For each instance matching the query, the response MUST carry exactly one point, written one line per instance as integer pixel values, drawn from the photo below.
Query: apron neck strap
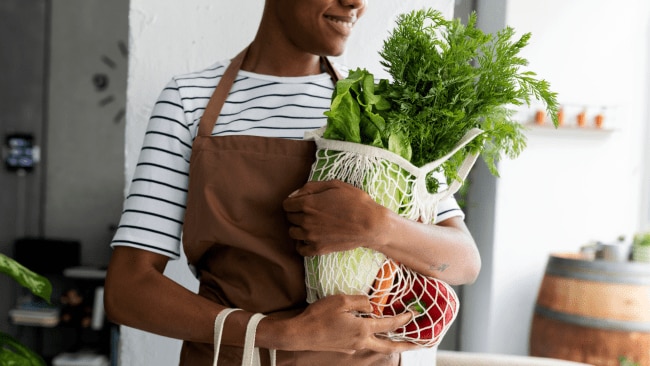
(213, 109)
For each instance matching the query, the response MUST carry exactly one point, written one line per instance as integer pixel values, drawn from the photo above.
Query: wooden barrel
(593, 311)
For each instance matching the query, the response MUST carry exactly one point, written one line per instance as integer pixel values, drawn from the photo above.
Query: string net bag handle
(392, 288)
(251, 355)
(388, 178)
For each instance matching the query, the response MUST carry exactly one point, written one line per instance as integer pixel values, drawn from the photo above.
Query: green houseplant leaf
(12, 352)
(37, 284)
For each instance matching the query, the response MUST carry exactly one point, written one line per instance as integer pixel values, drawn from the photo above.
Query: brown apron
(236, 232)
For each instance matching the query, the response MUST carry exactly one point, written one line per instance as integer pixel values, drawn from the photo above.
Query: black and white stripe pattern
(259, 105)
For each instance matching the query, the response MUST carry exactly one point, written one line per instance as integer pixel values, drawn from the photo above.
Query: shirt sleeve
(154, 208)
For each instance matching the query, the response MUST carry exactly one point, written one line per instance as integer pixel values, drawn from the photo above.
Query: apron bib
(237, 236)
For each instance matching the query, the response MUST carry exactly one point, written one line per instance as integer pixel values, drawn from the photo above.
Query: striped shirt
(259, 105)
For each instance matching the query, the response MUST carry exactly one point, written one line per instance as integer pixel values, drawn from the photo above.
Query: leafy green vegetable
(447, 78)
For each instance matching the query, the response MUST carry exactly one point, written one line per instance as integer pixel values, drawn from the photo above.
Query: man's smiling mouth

**EXERCISE DIRECTIONS:**
Every line above should be retyped exactly; the pictures do not belong in the copy.

**TASK SOLUTION:**
For each instance matching the query, the response MUST carry exactly one point, written one line per instance as integer pixel values, drawn from the photo below.
Query: apron neck strap
(213, 109)
For each instance matching the query, the response MUST carry exactly one point, written one line per instance as integer pixel values, drawn from the photo above.
Query: wooden barrel
(593, 311)
For each instance matching the query, the response MUST carry exactly one point, written one line per instance as integer pixel values, drawn from the photo above.
Query: string net bag handle
(392, 288)
(251, 355)
(388, 178)
For each instance matching the query, the response MUST carry exactly one point, written one line per instance as integer pixel values, drawn from the photo above.
Query: green houseplant leaf
(12, 352)
(37, 284)
For each instance matching the query, the response MUST carry exactly one point, written one line per instance as integer pixel values, drawn from the photo above.
Query: brown apron
(236, 232)
For each instance matching the query, the response MUST carry exactly one point, written one line per instance as integer pixel values, drawn from the photo above.
Query: black and white stripe pattern
(259, 105)
For each instance matching the query, the response MUST carry exactly one point, written one line per instance as integer pixel values, drawn from the photo above.
Query: shirt sleeve
(154, 208)
For each instance matching the query, the response MUST carry exactly one point, written one line per instance as integer pixel values, drawn from the photo above.
Query: apron bib
(237, 236)
For each instance matching the query, the response MUST carry exactly one point, written one line per instance as integer pixel values, drawn from the photo above.
Query: striped shirt
(259, 105)
For each instance matching the query, the response MUST carry exactly one point, written one line per instance as integer pixel values, drawn from the photo above.
Query: leafy green vegetable
(447, 78)
For each instance matching the query, the response MUST carry exactly one point, written one line per instance as integer pixel values, drawn from the photo above.
Query: man's smiling mouth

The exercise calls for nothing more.